Action item: Output the entries that follow, word for word.

[Phrase grounding data]
◆ ◆ ◆ ◆ ◆ ◆ ◆

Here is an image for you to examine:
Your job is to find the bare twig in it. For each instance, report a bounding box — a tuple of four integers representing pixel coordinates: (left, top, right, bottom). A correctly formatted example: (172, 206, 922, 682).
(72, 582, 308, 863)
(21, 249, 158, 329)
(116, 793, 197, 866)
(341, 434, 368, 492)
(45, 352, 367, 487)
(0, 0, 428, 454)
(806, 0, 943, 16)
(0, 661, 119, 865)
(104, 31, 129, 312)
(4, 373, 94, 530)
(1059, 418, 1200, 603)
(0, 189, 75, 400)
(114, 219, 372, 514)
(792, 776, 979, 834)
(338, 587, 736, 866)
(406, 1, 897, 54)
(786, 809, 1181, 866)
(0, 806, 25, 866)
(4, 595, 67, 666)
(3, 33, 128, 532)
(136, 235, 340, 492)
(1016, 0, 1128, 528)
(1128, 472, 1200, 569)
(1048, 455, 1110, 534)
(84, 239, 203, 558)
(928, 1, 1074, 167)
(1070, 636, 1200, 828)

◆ ◆ ◆ ◆ ◆ ◆ ◆

Result below:
Here is an image for you to examine:
Your job is to find the bare twig in it. For each instance, report a bounding box — a tuple of four integers representing pixel coordinates: (left, top, right, bottom). A correctly formatted example: (172, 206, 922, 682).
(72, 582, 308, 863)
(21, 249, 158, 329)
(116, 793, 197, 866)
(341, 434, 368, 492)
(45, 352, 367, 487)
(0, 0, 428, 454)
(806, 0, 943, 16)
(0, 661, 119, 865)
(104, 31, 129, 312)
(4, 373, 94, 530)
(1059, 418, 1200, 603)
(0, 189, 75, 400)
(114, 219, 372, 514)
(792, 776, 979, 834)
(338, 587, 736, 866)
(406, 1, 897, 54)
(786, 809, 1181, 866)
(0, 806, 25, 866)
(4, 595, 67, 666)
(3, 33, 128, 532)
(136, 235, 340, 492)
(1016, 0, 1128, 528)
(1128, 472, 1200, 569)
(1048, 455, 1110, 534)
(84, 239, 203, 558)
(928, 1, 1074, 167)
(1070, 636, 1200, 828)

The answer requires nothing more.